- [TEXTE À LIRE]:
Un flou subsiste néanmoins sur la méthode de qualification du risque : sur quoi doit porter le risque « suffisamment caractérisé » ? On sait que ce n’est pas sur l’état de conservation de l’espèce. Mais le Conseil d’Etat ne se prononce pas pour autant sur ce point, alors que sur la question de savoir si l’obligation de déposer une demande de dérogation s’applique dès le premier spécimen lui avait expressément été posée par la Cour de Douai.
L’expression semble laisser une marge de manœuvre encore importante pour l’administration, et donc pour le juge du fond.
4. Le premier cas d'application : l'arrêt de la Cour administrative d’appel de Lyon (CAA Lyon, 15 déc. 2022, n°21LY00407)
Dans le cadre d’un parc éolien défendu par le cabinet GREEN LAW AVOCATS, la Cour administrative d’appel de Lyon applique le raisonnement du Conseil d’Etat, moins d’une semaine après son avis, et conclut à l’absence de nécessité d’une dérogation « espèces protégées » dans une hypothèse où quelques cas de mortalité ont été recensés.
Il s’agit d’un parc éolien en exploitation, qui fait l’objet d’un suivi environnemental dans le cadre duquel des cas de mortalité ont été découverts. Des associations forment alors un recours contre la décision du Préfet de ne pas soumettre le projet à dérogation.
Dès la découverte des cas de mortalité, et avant même l’action des associations, l’exploitant avait proposé la mise en place de bridages spécifiques pour les espèces dont des spécimens avaient été détruits. Ces bridages ont été repris dans des arrêtés de prescriptions complémentaires édictés par le Préfet.

- [CONSIGNES]:
A. Dans le texte sur le parc éolien, quelle juridiction applique le raisonnement du Conseil d'État moins d'une semaine après son avis ?
B. Poursuivez, s'il vous plaît, le texte sur le parc éolien à partir de sa dernière phrase.
Les enregistrements n'interviennent pas ici.

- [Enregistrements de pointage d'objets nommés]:
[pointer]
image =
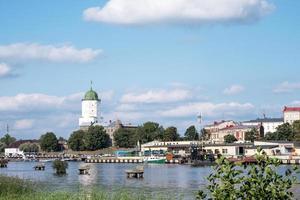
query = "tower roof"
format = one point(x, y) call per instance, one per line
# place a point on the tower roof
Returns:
point(91, 95)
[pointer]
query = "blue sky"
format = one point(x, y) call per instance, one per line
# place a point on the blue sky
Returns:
point(159, 65)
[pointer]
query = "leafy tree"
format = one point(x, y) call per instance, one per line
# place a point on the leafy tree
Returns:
point(262, 180)
point(96, 138)
point(252, 135)
point(229, 138)
point(296, 130)
point(171, 134)
point(205, 135)
point(125, 138)
point(7, 139)
point(149, 131)
point(191, 133)
point(76, 140)
point(29, 147)
point(2, 147)
point(48, 142)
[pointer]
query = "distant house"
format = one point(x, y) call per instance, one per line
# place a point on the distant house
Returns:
point(291, 114)
point(269, 124)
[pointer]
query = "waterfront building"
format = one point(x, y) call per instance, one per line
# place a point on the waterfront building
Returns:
point(269, 124)
point(291, 114)
point(89, 109)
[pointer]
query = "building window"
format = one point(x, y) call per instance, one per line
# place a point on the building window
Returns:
point(224, 151)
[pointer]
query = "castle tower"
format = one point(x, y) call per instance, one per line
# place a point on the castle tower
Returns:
point(89, 107)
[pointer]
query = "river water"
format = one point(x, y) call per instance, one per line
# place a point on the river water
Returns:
point(178, 180)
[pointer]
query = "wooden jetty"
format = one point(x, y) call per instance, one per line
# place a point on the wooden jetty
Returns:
point(85, 170)
point(138, 172)
point(39, 167)
point(3, 163)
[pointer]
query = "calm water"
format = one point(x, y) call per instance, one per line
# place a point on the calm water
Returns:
point(178, 180)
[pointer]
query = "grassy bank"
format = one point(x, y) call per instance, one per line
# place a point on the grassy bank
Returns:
point(13, 188)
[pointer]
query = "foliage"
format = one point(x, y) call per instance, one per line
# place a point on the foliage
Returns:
point(149, 131)
point(191, 133)
point(60, 167)
point(2, 147)
point(76, 141)
point(205, 134)
point(7, 139)
point(252, 135)
point(262, 181)
point(296, 130)
point(125, 138)
point(14, 186)
point(29, 147)
point(96, 138)
point(171, 134)
point(229, 138)
point(48, 142)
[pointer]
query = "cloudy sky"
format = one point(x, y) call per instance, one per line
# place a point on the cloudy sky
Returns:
point(150, 60)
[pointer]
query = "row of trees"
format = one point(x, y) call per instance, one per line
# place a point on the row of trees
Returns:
point(284, 132)
point(150, 131)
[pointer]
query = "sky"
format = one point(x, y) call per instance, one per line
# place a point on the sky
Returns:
point(149, 60)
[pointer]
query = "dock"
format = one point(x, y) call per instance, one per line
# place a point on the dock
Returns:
point(138, 172)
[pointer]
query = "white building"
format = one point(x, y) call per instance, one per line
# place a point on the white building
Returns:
point(13, 152)
point(291, 114)
point(269, 124)
point(90, 109)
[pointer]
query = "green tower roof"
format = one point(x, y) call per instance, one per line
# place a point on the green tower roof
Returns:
point(91, 95)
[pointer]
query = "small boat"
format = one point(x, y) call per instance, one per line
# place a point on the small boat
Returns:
point(155, 159)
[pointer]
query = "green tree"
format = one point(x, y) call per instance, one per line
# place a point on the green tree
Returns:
point(229, 138)
point(262, 180)
point(48, 142)
point(191, 133)
point(29, 147)
point(125, 138)
point(96, 138)
point(2, 147)
point(296, 130)
point(76, 140)
point(252, 135)
point(149, 131)
point(7, 139)
point(171, 134)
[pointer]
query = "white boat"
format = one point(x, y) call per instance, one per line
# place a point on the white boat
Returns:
point(155, 159)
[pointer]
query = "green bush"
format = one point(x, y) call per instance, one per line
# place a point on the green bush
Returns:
point(257, 181)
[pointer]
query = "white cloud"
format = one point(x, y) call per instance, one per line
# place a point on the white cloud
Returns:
point(23, 124)
point(130, 12)
point(157, 96)
point(4, 69)
point(208, 109)
point(59, 53)
point(234, 89)
point(286, 87)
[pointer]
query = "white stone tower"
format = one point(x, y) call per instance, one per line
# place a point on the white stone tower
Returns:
point(89, 108)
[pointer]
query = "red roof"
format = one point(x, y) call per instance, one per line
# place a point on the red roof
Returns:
point(291, 109)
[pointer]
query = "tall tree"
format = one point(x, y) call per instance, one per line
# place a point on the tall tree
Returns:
point(191, 133)
point(229, 138)
point(96, 138)
point(149, 131)
point(7, 139)
point(171, 134)
point(125, 138)
point(252, 135)
point(296, 130)
point(76, 140)
point(48, 142)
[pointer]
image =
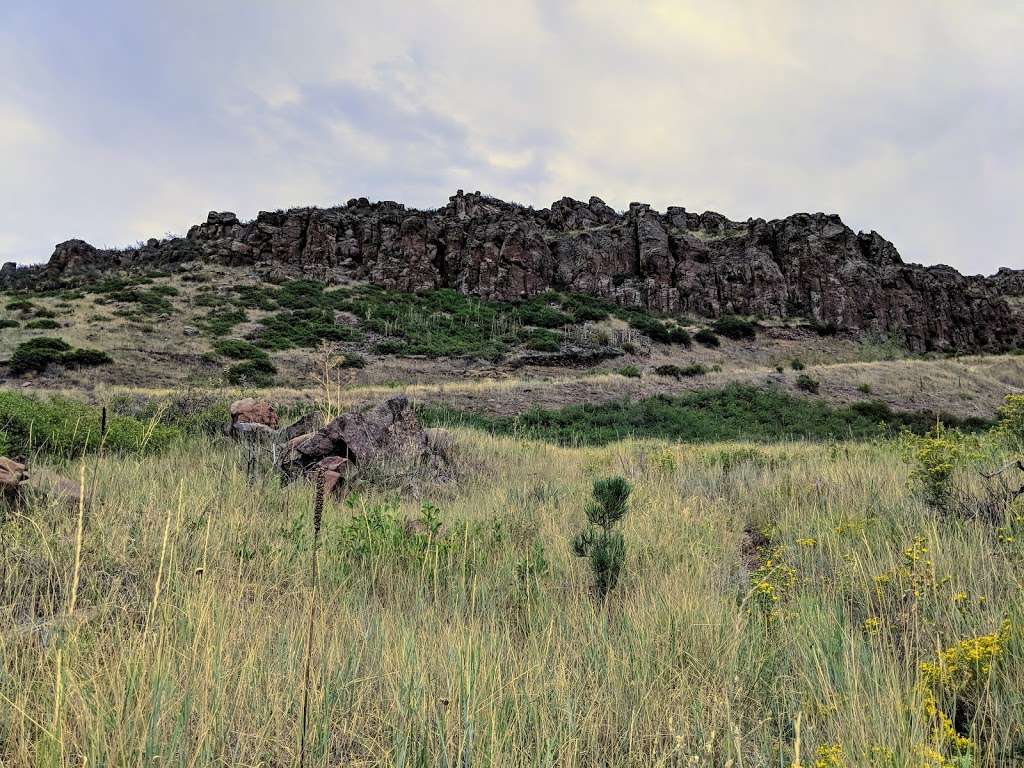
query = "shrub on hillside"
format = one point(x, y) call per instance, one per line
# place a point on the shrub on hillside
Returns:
point(680, 372)
point(600, 541)
point(707, 337)
point(258, 373)
point(239, 350)
point(66, 428)
point(735, 328)
point(806, 383)
point(44, 324)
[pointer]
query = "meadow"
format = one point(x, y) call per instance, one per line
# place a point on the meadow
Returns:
point(786, 603)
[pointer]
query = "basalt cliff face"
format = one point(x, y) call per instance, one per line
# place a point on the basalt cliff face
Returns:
point(805, 265)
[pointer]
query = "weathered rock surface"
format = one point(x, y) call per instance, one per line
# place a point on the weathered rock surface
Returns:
point(249, 412)
point(809, 265)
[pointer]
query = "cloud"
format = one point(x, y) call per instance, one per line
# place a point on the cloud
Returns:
point(123, 120)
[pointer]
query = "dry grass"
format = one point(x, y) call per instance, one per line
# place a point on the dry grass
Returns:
point(482, 648)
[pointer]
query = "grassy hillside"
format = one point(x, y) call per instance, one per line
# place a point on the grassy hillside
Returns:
point(776, 607)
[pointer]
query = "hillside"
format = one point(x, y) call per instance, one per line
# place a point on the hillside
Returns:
point(808, 266)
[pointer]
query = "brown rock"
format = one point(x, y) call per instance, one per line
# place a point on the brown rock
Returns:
point(251, 411)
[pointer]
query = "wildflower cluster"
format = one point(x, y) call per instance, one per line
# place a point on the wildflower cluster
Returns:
point(829, 756)
point(913, 579)
point(772, 581)
point(958, 675)
point(935, 457)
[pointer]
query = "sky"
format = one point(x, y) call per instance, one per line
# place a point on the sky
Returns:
point(121, 121)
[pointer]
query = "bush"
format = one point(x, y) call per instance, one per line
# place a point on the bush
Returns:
point(707, 337)
point(807, 384)
point(677, 372)
point(600, 541)
point(238, 349)
point(36, 354)
point(42, 325)
point(85, 358)
point(543, 340)
point(351, 359)
point(542, 315)
point(735, 328)
point(258, 373)
point(67, 428)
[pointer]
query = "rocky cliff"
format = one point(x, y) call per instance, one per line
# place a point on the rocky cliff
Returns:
point(805, 265)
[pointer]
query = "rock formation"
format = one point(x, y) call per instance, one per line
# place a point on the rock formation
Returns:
point(805, 265)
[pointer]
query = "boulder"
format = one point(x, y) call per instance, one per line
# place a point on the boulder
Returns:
point(251, 411)
point(386, 435)
point(13, 475)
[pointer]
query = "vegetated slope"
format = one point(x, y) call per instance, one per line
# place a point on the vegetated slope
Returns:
point(805, 265)
point(762, 587)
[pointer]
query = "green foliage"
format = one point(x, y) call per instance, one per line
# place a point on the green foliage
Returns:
point(254, 373)
point(734, 412)
point(351, 359)
point(1011, 421)
point(934, 458)
point(808, 384)
point(220, 322)
point(36, 354)
point(600, 541)
point(735, 328)
point(238, 349)
point(85, 357)
point(542, 340)
point(681, 372)
point(301, 328)
point(707, 337)
point(540, 313)
point(42, 325)
point(66, 428)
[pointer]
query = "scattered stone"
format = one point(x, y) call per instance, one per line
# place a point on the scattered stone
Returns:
point(251, 411)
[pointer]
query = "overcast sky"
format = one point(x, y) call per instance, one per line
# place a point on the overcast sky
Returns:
point(121, 121)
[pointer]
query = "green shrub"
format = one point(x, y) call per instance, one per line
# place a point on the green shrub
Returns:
point(238, 349)
point(42, 325)
point(600, 541)
point(257, 373)
point(808, 384)
point(542, 315)
point(543, 340)
point(85, 358)
point(731, 413)
point(66, 428)
point(351, 359)
point(36, 354)
point(301, 328)
point(680, 372)
point(707, 337)
point(735, 328)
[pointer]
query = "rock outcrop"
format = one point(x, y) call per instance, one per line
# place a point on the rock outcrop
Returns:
point(805, 265)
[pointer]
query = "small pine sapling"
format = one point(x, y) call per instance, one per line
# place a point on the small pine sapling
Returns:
point(600, 541)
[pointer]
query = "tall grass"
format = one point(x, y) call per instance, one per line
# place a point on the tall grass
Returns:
point(481, 646)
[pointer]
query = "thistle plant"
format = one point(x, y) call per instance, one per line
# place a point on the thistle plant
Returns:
point(600, 541)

- [RÉPONSES DANS L'ORDRE]:
A. La Cour administrative d'appel de Lyon.

B.
Les éléments produits au cours de l’instruction, et notamment les suivis écologiques réalisés après mise en place des bridages, montrent que les impacts sont réduits à un niveau très faible.
Lors de de l’audience, qui a lieu avant l’avis du Conseil d’Etat, le rapporteur public de la Cour conclut néanmoins à la nécessité d’une dérogation « espèces protégées », en refusant de tenir compte des bridages, en raisonnant par analogie avec les décisions de la Cour de Bordeaux évoquées supra.
Finalement, la Cour applique le raisonnement du Conseil d’Etat et conclut à l’absence de nécessité d’une dérogation :
- reprenant les termes de l’avis du Conseil d’Etat, la Cour rappelle qu’une dérogation espèce protégées n’est nécessaire que si le risque qu’emporte le projet pour les espèces protégées est « suffisamment caractérisé », en tenant compte des mesures d’évitement et de réduction ;
- la Cour analyse ensuite in concreto l’impact du projet pour les espèces protégées et conclut que les bridages imposés dans les deux arrêtés de prescriptions complémentaires permettent de « réduire notablement bien que pas complètement » le danger de collision et de destruction d’oiseaux ou de mammifères protégés présents dans la zone – la Cour indique également que le risque de collision est « désormais négligeable » ;
- Et qu’en conséquence le risque de destruction n’est pas suffisamment caractérisé pour justifier le dépôt d’une demande de dérogation espèces protégées.
La Cour a ainsi tranché s’agissant de l’interprétation à donner à l’avis du Conseil d’Etat. Si l’on ne peut pas tenir compte de l’état de conservation (ce qui ressort effectivement de l’arrêt de la CJUE), cela ne signifie pas pour autant que la dérogation est nécessaire dès le premier spécimen.
La solution, pragmatique, se trouve dans l’interstice entre ces deux notions et rend justice au comportement et au travail de l’exploitant.
La soumission du parc à dérogation aurait dans ce cas été disproportionnée, les risques d’impact ayant été considérablement réduits par les bridages, dont les suivis écologiques ont en outre montré l’efficacité.
Sachant que les conséquences pour l’exploitant auraient été très graves : soumettre un parc à dérogation, c’est le soumettre à nouveau à un régime d’autorisation préalable – et donc un risque de refus, alors qu’il bénéficie déjà d’une autorisation environnementale, et qu’il est construit et en exploitation.
La conciliation entre les impératifs de protection de la biodiversité et de développement des énergies renouvelables semble ainsi assurée de manière équilibrée.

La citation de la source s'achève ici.